Exercise data —
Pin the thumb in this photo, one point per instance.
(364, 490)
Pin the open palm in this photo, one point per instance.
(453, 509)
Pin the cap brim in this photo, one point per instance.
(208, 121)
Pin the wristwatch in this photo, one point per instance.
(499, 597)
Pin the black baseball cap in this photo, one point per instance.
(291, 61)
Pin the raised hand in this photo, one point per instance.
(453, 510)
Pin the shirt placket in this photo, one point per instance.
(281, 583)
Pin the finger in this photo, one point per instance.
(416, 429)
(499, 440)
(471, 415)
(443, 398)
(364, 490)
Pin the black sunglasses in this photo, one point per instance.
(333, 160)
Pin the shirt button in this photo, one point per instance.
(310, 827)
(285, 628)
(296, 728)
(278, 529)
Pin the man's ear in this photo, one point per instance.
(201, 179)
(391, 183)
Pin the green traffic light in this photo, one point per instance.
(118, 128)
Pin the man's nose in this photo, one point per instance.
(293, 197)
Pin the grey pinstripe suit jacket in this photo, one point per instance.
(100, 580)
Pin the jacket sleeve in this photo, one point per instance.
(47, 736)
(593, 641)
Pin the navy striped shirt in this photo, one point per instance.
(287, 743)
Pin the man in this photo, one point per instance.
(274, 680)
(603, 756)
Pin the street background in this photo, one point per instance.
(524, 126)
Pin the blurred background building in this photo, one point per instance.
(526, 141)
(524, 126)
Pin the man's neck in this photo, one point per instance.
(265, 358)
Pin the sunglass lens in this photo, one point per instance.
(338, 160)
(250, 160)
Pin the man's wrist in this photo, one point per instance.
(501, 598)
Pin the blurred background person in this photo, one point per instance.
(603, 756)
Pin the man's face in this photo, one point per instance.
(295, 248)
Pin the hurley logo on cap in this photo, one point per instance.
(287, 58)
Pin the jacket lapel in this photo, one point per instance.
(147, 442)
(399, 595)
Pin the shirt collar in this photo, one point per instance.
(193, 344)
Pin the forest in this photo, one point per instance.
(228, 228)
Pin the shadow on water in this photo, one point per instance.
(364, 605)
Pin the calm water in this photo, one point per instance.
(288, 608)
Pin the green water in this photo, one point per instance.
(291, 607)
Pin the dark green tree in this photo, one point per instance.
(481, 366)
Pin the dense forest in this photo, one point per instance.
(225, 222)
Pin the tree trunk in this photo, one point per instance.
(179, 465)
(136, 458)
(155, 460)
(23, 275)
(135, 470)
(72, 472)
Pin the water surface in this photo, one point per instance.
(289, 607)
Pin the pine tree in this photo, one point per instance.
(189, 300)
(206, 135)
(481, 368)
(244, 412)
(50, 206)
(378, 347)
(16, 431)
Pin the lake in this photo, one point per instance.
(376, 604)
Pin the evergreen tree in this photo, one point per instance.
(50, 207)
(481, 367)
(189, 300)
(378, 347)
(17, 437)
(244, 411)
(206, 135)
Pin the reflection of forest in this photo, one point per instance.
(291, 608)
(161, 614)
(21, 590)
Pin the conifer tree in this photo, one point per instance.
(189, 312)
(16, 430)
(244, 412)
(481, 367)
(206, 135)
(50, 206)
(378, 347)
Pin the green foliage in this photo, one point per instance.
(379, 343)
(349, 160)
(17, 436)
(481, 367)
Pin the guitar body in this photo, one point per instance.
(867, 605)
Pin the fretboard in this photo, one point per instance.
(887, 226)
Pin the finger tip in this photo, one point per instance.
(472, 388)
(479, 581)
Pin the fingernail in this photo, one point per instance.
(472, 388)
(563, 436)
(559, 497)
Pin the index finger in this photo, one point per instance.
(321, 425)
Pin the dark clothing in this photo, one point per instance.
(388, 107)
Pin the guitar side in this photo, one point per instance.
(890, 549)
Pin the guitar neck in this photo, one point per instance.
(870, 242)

Task description — When you restate the listing, keep each line identical to the original.

Answer for the task —
Pin the thumb in this photo, one point per instance.
(364, 490)
Pin the open palm in this photo, one point per instance.
(453, 509)
Pin the cap brim in this photo, one point per instance.
(208, 121)
Pin the wristwatch in this photo, one point per instance.
(499, 597)
Pin the black baseball cap in this photo, one point per instance.
(291, 61)
Pin the raised hand in this photo, one point per instance.
(453, 510)
Pin the shirt placket in this photo, one point per instance.
(281, 583)
Pin the finger in this photo, one point per instance.
(416, 429)
(499, 440)
(471, 415)
(443, 398)
(364, 490)
Pin the black sunglasses in this photo, one point per instance.
(333, 160)
Pin the shirt button in this photo, one point per instance.
(310, 827)
(285, 628)
(296, 728)
(278, 529)
Pin the man's ear in this photo, one point per instance.
(201, 179)
(391, 183)
Pin the green traffic light in this photo, one point per instance.
(118, 128)
Pin the man's nose in this photo, one point per instance.
(293, 197)
Pin the grey pinstripe suit jacket in this photo, one point per instance.
(100, 580)
Pin the jacket sleeve in this photo, one point per instance.
(47, 736)
(593, 641)
Pin the navy striped shirt in this photo, one point per instance.
(287, 743)
Pin the man in this photo, one point per instance.
(274, 680)
(603, 756)
Pin the street background in this photo, one point per instance.
(524, 126)
Pin the blurred background building in this photo, one point per instance.
(526, 141)
(524, 126)
Pin the man's neck in this photo, one point per instance.
(265, 358)
Pin the sunglass lens in this photo, one point per instance.
(338, 160)
(250, 160)
Pin the man's wrist in this photo, one point per instance.
(501, 598)
Pin the blurred background person in this photo, one point per instance.
(603, 756)
Pin the man's face in this photo, one point per instance.
(295, 248)
Pin the hurley logo on cap in this photo, one point per instance.
(287, 58)
Pin the jacket lapel in this photo, one point per instance.
(147, 442)
(399, 595)
Pin the shirt collar in this photo, one point per instance.
(193, 344)
Pin the forest in this photo, one point per instance.
(228, 228)
Pin the shadow on water in this photo, one point per instance.
(364, 605)
Pin the calm water in this photo, one point per instance.
(288, 608)
Pin the green water in this photo, one point per instance.
(291, 607)
Pin the dark green tree in this photo, one point per instance.
(481, 366)
Pin the dense forest in this photo, one point per instance.
(225, 222)
Pin the tree trunk in this photo, one point per instance.
(179, 465)
(136, 458)
(155, 460)
(23, 275)
(135, 470)
(72, 472)
Pin the water surface in this photo, one point per instance.
(289, 607)
Pin the pine tree in this photo, one point per instance.
(189, 300)
(206, 135)
(481, 368)
(244, 412)
(50, 206)
(378, 347)
(16, 431)
Pin the lake in this photo, one point per instance.
(376, 604)
Pin the evergreen tree in this photo, one point per instance.
(50, 207)
(481, 367)
(189, 300)
(378, 347)
(17, 437)
(244, 411)
(206, 135)
Pin the reflection of forest in this photo, one point per instance.
(291, 608)
(161, 614)
(21, 590)
Pin the conifer tree in this photo, one point per instance.
(189, 312)
(16, 430)
(244, 412)
(481, 367)
(206, 135)
(50, 206)
(378, 347)
Pin the green foliage in this photo, one point per instance.
(379, 343)
(349, 160)
(17, 436)
(481, 367)
Pin the guitar body in this photo, one point per instance.
(867, 605)
Pin the fretboard in this photo, one point per instance.
(887, 226)
Pin the finger tip in this photo, one point per instance.
(472, 388)
(479, 581)
Pin the fingernail in this photo, one point per instance.
(472, 388)
(563, 436)
(559, 497)
Pin the index finger in this photo, one point per instance.
(321, 425)
Pin the dark clothing in this photo, one point per instance.
(388, 107)
Pin the guitar side in this photo, one point per instance.
(890, 549)
Pin the guitar neck in this photo, one point per instance.
(870, 242)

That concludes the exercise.